Excerto da página.
============

Tratado reformador da UE, participação dos cidadãos, directiva Bolkenstein e outros demónios



Rios de tinta correm em todos os países europeus sobre o tratado reformador da UE, sobre o défice de participação dos cidadãos na União Europeia, sobre o conteúdo social do tratado "neo-liberalizante", etc.

Comecemos por nos interrogar sobre o alegado défice democrático da União. Será que ele existe? Ora vejamos. O processo de tomada de decisão na UE envolve três instituições:
1) o Conselho (que consiste nos governos dos 27 estados membros, governos esses democraticamente legitimados pelos cidadãos dos estados respectivos);
2) a Comissão (nomeada pelo Conselho e aprovada pelo Parlamento Europeu);
3) o Parlamento Europeu (eleito directamente pelos cidadãos).

Onde está então o défice democrático e a falta de participação dos cidadãos? Parece-me algo muito empolado pelos mídia eurocépticos.

Outra questão interessante consiste na ausência de aprofundamento dos direitos fundamentais e dos direitos sociais no acervo jurídico da UE. Ora, a sua não inclusão é bastante óbvia: todos os estados membros da União são Estados de Direito, mas nem todos são Estados de Direito Social.

============

Informação registada.
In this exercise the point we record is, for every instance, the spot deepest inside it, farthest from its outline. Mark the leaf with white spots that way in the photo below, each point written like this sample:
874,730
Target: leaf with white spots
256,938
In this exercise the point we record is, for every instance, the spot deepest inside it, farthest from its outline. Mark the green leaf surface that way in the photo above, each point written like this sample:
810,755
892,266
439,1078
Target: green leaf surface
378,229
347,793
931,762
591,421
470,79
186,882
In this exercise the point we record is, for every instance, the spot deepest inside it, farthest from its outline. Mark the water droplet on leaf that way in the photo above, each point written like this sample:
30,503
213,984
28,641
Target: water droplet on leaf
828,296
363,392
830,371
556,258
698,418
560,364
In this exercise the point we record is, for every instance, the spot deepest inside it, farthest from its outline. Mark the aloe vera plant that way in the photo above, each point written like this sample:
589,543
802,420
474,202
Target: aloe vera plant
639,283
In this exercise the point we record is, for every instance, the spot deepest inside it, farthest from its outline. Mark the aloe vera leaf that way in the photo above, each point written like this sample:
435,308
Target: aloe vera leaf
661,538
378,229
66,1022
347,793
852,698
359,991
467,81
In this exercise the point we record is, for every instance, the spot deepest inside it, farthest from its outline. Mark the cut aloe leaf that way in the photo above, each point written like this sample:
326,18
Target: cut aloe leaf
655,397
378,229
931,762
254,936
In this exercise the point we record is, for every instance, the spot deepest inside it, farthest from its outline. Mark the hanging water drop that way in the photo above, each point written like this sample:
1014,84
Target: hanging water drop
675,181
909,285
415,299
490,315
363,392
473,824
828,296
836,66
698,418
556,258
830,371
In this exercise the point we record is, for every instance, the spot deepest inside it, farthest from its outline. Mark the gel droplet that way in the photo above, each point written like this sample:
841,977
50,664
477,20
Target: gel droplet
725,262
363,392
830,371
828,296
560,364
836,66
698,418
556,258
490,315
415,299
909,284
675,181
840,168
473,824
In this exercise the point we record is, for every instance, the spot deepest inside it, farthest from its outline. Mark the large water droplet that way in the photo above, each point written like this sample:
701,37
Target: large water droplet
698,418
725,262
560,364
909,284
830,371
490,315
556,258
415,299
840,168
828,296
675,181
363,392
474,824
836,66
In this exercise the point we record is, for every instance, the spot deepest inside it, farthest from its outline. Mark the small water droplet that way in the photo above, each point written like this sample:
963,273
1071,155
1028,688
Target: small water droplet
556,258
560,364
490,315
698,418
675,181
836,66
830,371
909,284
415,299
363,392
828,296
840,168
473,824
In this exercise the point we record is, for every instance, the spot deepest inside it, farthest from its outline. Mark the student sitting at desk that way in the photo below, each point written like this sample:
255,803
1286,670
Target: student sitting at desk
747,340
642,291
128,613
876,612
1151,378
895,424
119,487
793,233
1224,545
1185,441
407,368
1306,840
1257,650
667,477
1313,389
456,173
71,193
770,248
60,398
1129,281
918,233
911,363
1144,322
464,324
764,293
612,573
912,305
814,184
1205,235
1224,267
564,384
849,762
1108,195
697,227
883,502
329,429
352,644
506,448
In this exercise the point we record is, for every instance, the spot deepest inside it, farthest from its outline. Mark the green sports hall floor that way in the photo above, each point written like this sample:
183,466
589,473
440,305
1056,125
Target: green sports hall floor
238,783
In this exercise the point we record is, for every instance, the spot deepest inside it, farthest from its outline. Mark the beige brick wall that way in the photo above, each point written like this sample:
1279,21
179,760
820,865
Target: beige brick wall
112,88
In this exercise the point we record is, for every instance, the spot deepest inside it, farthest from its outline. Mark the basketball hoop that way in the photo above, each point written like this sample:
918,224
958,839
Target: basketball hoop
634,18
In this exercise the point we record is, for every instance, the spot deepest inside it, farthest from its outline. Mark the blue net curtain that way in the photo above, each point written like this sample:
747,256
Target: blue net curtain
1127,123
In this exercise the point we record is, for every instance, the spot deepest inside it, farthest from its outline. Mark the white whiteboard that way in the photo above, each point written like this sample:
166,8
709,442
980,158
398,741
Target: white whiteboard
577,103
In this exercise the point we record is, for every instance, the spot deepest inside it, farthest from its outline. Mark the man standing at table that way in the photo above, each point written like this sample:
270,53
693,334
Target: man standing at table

============

Exercício 1. Indique se cada uma das afirmações seguintes está de acordo com o texto sobre o tratado reformador da UE, respondendo sim ou não e citando as palavras do texto que o decidem: (a) A Comissão é nomeada pelo Conselho e aprovada pelo Parlamento Europeu. (b) O Parlamento Europeu é designado pelos governos dos estados membros. (c) Todos os estados membros da União são Estados de Direito Social.
Exercício 2. Devolva, sem qualquer alteração, o trecho do texto sobre o tratado reformador da UE que começa em "Outra questão interessante" e prossegue até "de Direito Social.".

Resolução do problema 1.
(a) Sim: "nomeada pelo Conselho e aprovada pelo Parlamento Europeu".
(b) Não: "eleito directamente pelos cidadãos".
(c) Não: "mas nem todos são Estados de Direito Social".

Resolução do problema 2.
Outra questão interessante consiste na ausência de aprofundamento dos direitos fundamentais e dos direitos sociais no acervo jurídico da UE. Ora, a sua não inclusão é bastante óbvia: todos os estados membros da União são Estados de Direito, mas nem todos são Estados de Direito Social.